- ASSIGNMENT
Using the data below, return all lines in which "scouting" appears.

- RECORDS TO PROCESS
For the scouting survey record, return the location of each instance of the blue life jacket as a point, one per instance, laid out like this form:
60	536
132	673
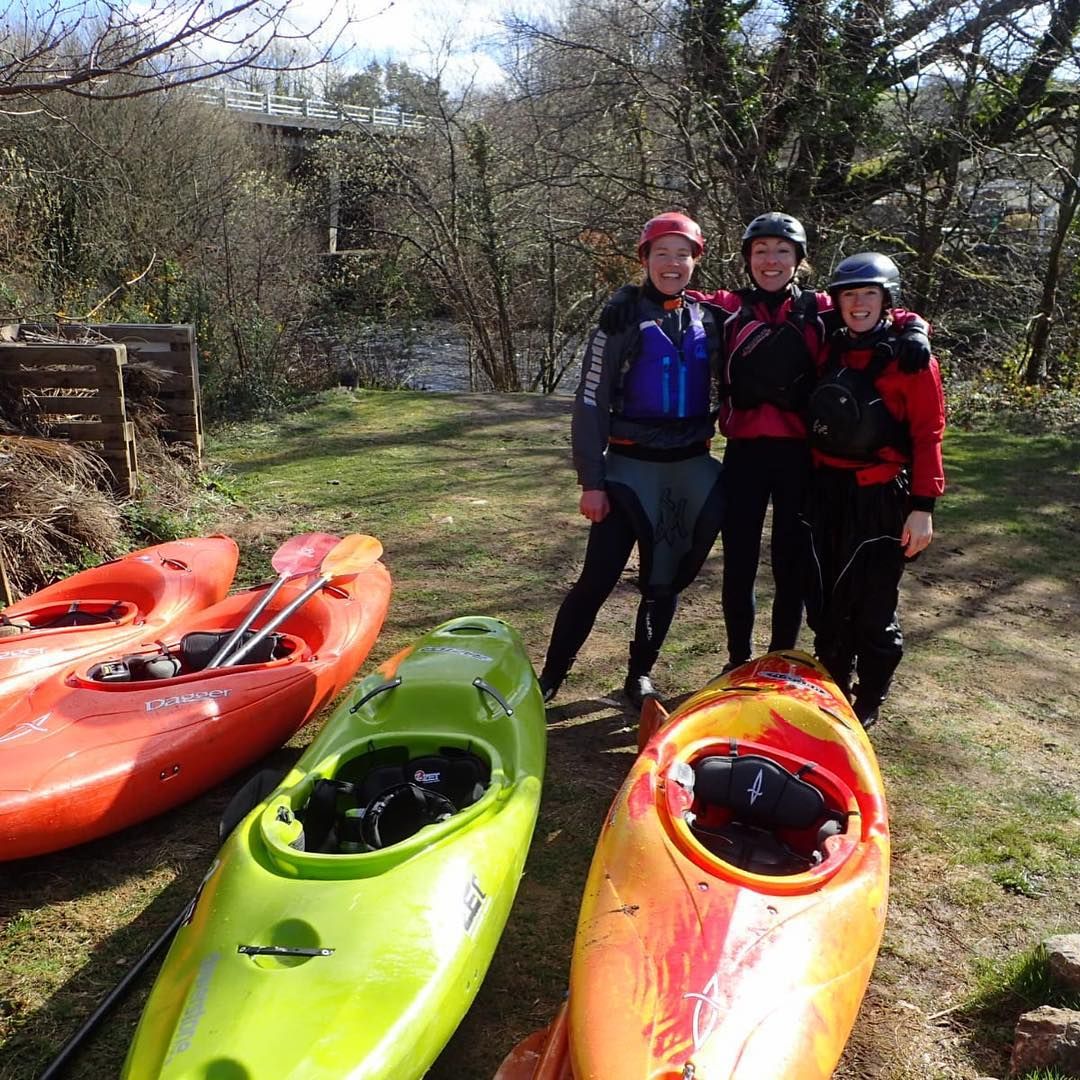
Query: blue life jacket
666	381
...
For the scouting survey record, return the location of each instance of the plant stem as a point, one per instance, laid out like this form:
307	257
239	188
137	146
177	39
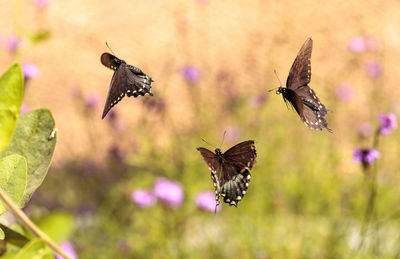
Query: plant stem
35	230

- RESPONSE TO THE TASK
For the scouting survey record, return the location of each instance of the blue life jacket as a point, one per instance, laid out like this form:
For the scouting survey record, return the location of each instance of the plant stem as a point, one per instance, laid out like this form:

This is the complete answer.